§ **EXTRACT TO READ**:
--- start ---

# Warning! Lots of fluff!



## sezra (May 20, 2011)

I thought it was about time I posted some pictures of Daisy as I have had her for all of four days!!

Yesterday we went to Wendover Woods and had a great family day out. The kids made dens and Daisy took it all in her stride.  We had a lovely picnic and Daisy even had her own lunch box to store her chicken wings in (it was an old one of my son's, honest!)! 

Anyway, here are the fluffy bits!










That looks a nice muddy puddle! 



















Daisy's lunch bag! 










Lunchtime!










After dinner nap!



















Me and my girl! :001_tt1:


----------



## BeagleOesx (Oct 9, 2009)

Aww Daisy is adorable:001_tt1: - I want Daisy

Looks like a good time was had by all. How old is she? She seems to have settled in great.


----------



## sezra (May 20, 2011)

BeagleOesx said:


> Aww Daisy is adorable:001_tt1: - I want Daisy
> 
> Looks like a good time was had by all. How old is she? She seems to have settled in great.

--- end ---

§ **PROVIDED DATA**:
--- start ---

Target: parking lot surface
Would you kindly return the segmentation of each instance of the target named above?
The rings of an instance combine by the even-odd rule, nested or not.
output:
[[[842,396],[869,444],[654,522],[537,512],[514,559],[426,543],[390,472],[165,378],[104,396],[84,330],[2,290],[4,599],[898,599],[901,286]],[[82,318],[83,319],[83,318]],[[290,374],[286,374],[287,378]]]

--- end ---
--- start ---

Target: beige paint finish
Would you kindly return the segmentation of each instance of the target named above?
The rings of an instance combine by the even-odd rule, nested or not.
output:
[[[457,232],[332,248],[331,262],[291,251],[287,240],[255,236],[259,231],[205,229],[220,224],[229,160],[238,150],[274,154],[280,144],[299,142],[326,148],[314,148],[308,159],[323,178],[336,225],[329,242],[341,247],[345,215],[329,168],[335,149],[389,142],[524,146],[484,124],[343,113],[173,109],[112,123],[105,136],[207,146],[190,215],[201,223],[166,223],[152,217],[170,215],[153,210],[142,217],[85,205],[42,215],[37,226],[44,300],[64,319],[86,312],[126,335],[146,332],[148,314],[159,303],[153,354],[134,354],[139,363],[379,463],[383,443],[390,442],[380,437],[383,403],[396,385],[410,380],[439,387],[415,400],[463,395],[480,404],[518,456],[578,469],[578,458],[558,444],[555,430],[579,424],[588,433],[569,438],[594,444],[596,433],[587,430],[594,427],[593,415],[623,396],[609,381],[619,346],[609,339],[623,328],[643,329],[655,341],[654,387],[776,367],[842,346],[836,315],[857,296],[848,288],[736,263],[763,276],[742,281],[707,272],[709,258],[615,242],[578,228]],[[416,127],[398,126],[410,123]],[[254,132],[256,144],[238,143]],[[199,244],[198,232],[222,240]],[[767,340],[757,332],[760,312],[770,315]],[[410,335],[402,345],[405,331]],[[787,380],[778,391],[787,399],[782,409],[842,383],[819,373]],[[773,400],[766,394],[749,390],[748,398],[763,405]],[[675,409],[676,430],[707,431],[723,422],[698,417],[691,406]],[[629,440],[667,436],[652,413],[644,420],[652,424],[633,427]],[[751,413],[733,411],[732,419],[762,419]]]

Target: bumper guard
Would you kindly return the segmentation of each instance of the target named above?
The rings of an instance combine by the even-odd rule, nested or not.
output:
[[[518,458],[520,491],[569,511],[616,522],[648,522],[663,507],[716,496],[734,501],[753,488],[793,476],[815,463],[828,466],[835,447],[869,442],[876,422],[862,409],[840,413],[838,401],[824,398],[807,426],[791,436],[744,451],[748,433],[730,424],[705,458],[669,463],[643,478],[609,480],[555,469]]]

--- end ---

§ **EXERCISE INSTRUCTIONS**:
[A] Answer these questions about the forum thread on Daisy, one per line:
(i) How long had sezra had Daisy at the time of the first post?
(ii) What did Daisy keep in her own lunch box?
(iii) What word does BeagleOesx use to describe Daisy?
[B] Continue the forum thread about Daisy's day at Wendover Woods from the point where it stops.

§ **PER-TASK ANSWERS**:
[A]
(i) All of four days.
(ii) Her chicken wings.
(iii) Adorable.

[B]
It was great and so nice to have our first proper outing with her. 

She is just over five months old and is settling in really well but suffers a bit with seperation anxiety from me. Hopefully just a new home/puppy thing and she is getting better everyday!


----------



## BeagleOesx (Oct 9, 2009)

Well she definitely seems chilled out. Keep the pics coming on your future trips out.


----------



## beary_clairey (Jan 23, 2011)

Aaaaw - she's beautiful!!!! I love her! :001_wub::001_wub::001_wub::001_wub:


----------



## portiaa (Dec 10, 2010)

She's gorgeous! :001_wub: :001_tt1:


----------



## FionaS (Jul 2, 2011)

So so beautiful! Reminds me a bit of my Toby!


----------



## tinamary (Aug 17, 2008)

Aw lovely pics and i love Toby too.


----------



## Reiterin (Aug 7, 2011)

great pics.

and yes, Toby looks a little bit like her


----------



## beary_clairey (Jan 23, 2011)

Lovely pic of Toby!!! I will steal him too!!!


----------



## sezra (May 20, 2011)

Yes, she does look a bit like Toby!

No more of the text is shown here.